====== Records provided

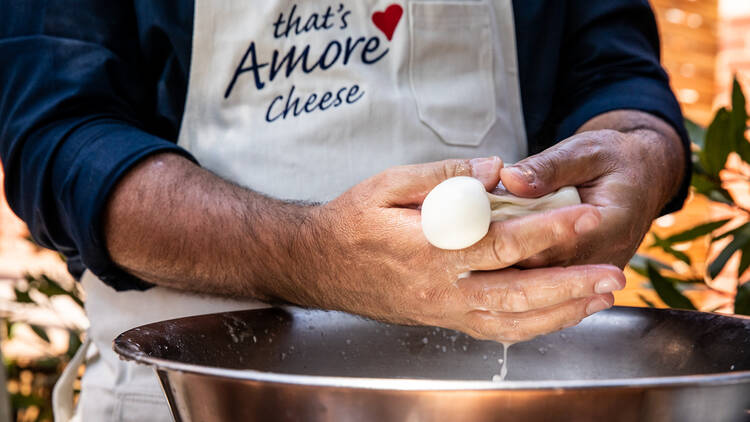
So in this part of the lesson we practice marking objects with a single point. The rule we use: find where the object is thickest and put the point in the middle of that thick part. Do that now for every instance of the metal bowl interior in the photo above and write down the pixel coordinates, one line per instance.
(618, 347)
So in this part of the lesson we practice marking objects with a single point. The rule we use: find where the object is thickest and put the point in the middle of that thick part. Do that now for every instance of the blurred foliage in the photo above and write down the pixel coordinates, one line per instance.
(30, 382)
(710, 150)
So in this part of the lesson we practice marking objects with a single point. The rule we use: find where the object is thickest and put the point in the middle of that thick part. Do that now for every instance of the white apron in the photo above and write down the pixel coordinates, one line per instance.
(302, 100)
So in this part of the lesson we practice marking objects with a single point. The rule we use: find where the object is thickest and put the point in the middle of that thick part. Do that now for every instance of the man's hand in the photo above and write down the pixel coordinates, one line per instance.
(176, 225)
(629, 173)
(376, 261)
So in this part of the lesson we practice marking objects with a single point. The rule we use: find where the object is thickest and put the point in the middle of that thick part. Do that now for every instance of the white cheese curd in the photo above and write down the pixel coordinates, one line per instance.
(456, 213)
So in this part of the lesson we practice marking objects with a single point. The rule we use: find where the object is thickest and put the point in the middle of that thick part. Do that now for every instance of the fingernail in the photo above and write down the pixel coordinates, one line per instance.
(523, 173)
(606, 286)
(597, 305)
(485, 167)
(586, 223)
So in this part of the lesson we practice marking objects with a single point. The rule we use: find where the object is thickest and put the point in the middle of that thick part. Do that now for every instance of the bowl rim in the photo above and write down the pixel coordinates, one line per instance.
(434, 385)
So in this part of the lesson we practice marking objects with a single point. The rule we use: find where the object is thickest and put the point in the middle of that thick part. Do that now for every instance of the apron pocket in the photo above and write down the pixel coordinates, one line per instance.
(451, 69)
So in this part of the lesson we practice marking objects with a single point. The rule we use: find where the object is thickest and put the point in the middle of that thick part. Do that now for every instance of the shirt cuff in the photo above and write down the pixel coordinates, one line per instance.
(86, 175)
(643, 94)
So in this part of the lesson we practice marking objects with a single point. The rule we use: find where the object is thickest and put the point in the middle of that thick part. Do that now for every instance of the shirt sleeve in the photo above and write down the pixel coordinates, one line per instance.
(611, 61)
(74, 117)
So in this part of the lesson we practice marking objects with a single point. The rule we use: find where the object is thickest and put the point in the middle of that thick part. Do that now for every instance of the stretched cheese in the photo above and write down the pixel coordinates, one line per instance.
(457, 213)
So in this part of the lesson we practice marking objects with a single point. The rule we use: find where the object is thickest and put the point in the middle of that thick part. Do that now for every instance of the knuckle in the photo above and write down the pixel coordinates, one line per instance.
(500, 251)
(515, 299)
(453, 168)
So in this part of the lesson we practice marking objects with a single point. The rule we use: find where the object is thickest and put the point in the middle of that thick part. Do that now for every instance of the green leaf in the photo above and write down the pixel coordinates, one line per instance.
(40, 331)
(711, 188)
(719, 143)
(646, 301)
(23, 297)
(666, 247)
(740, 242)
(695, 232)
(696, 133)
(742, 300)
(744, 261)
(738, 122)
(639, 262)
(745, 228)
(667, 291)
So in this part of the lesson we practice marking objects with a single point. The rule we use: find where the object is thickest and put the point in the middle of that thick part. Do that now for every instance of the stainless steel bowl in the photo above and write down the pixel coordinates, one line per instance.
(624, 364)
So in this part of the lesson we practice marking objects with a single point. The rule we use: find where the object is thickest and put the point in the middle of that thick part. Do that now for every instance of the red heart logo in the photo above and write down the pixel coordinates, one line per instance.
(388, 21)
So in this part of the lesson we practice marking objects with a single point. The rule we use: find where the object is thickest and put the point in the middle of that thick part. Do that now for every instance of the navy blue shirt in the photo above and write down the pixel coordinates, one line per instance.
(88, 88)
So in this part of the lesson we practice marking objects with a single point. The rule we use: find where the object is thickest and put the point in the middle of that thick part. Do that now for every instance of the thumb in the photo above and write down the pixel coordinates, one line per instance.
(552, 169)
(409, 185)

============

### Exercise instructions
Return every record above verbatim and leave the pictures out of your answer.

### Solution to the problem
So in this part of the lesson we practice marking objects with a single point. The rule we use: find where the object is thickest and put the point in the middle of that thick part. Do that now for every instance of the metal bowl interior in the photo above and write down the pixel coordinates, one line per instance.
(618, 347)
So in this part of the lesson we practice marking objects with a single point. The rule we use: find where the object is thickest and put the point in the middle of that thick part. Do that now for every instance of the blurred foliage in the photo above and write down the pixel coordinates, one line per instance.
(30, 382)
(710, 150)
So in this part of the lesson we practice marking objects with a single point. The rule we use: find where the object is thickest and put the point in the middle of that thick part. Do that now for every instance of the white apron in the photo above and write down the pixel coordinates, one line per instance.
(302, 100)
So in this part of the lesson we practice marking objects with a single point. The rule we use: find where the object is thickest and put the point in the middle of that thick part. Do that now for every instance of the man's hand in the photo above and write down the pixel coordinates, one line per instance.
(176, 225)
(629, 173)
(376, 261)
So in this part of the lesson we practice marking objects with a single point. The rule we use: find where the object is thickest and put the point in the middle of that thick part. Do that now for every instance of the white cheese curd in the photo above and write down the pixel coordinates, one line per instance.
(456, 213)
So in this part of the lesson we practice marking objects with a single point. The rule we use: find where the object is thickest and put the point in the middle of that thick part. Do that now for every instance of the fingernail in the photo above and write down the pixel coordinates, one line per instance.
(523, 173)
(606, 286)
(597, 305)
(485, 167)
(586, 223)
So in this part of the lesson we practice marking objects with a single point. The rule we use: find where the object is thickest and put the point in the middle of that thick part. Do that now for every instance of the bowl rim in the photo above and write down the pixel coordinates, one line per instance.
(434, 385)
So in this part of the lesson we practice marking objects with a single point. The rule we use: find where the object is thickest and put the point in the middle of that thick part. Do that now for every instance of the apron pocket in the photo above and write down the pixel coordinates, one line per instance.
(451, 69)
So in this part of the lesson we practice marking objects with a single point. The rule we use: find where the object is thickest and put the point in the middle of that thick part. Do that now for every instance of the shirt cuff in the photo above and write down the pixel coordinates, one line per instance.
(86, 175)
(643, 94)
So in this part of the lesson we practice marking objects with a single point. The rule we use: find where the object is thickest and put the point in the middle of that thick part. Do that now for every instance of the shirt sleeve in the photo above and write down the pixel coordinates, one line per instance.
(611, 61)
(74, 117)
So in this part of the lesson we practice marking objects with a single point. The rule we use: find where the object is thickest and put the point in the middle of that thick part. Do that now for every instance of the stretched cheese in the photo above and write down the pixel coordinates, one line per instance.
(457, 213)
So in this part of the lesson we practice marking objects with a single point. The rule we use: find where the object is thickest and put the point in the middle of that thick part. Do that now for every instance of the knuckle in the photo above and write down the pixel coordinates, one line per instance.
(500, 251)
(515, 299)
(453, 168)
So in this part of the lesson we practice marking objects with a single point. The rule we use: find where the object is thickest and put the point in the middle of that thick part. Do that now for every instance of the green leaf in the photo above and write down the pixel coordinates, one line per instance.
(40, 331)
(711, 188)
(719, 143)
(646, 301)
(23, 297)
(666, 247)
(740, 242)
(695, 232)
(696, 133)
(742, 300)
(744, 261)
(738, 122)
(639, 262)
(745, 228)
(667, 291)
So in this part of the lesson we practice marking objects with a single point. The rule we use: find where the object is thickest and put the point in the middle of that thick part. Do that now for every instance of the stainless steel bowl in the photo above and write down the pixel coordinates, one line per instance.
(624, 364)
So in this part of the lesson we practice marking objects with a single point. The rule we use: find where the object is thickest and put the point in the middle of that thick part. Do that now for every instance of the red heart logo in the photo above and write down the pixel coordinates, one line per instance.
(388, 21)
So in this part of the lesson we practice marking objects with a single point. The rule we use: find where the object is thickest and put the point in the middle of that thick part. Do that now for every instance of the navy blue shirt in the photo above and write down the pixel coordinates, one line per instance.
(88, 88)
So in this part of the lesson we practice marking objects with a single point. The rule we use: find where the object is thickest and put the point in the middle of that thick part. Do that now for every instance of the thumb in the photo above and write down the pixel coordinates, one line per instance.
(552, 169)
(409, 185)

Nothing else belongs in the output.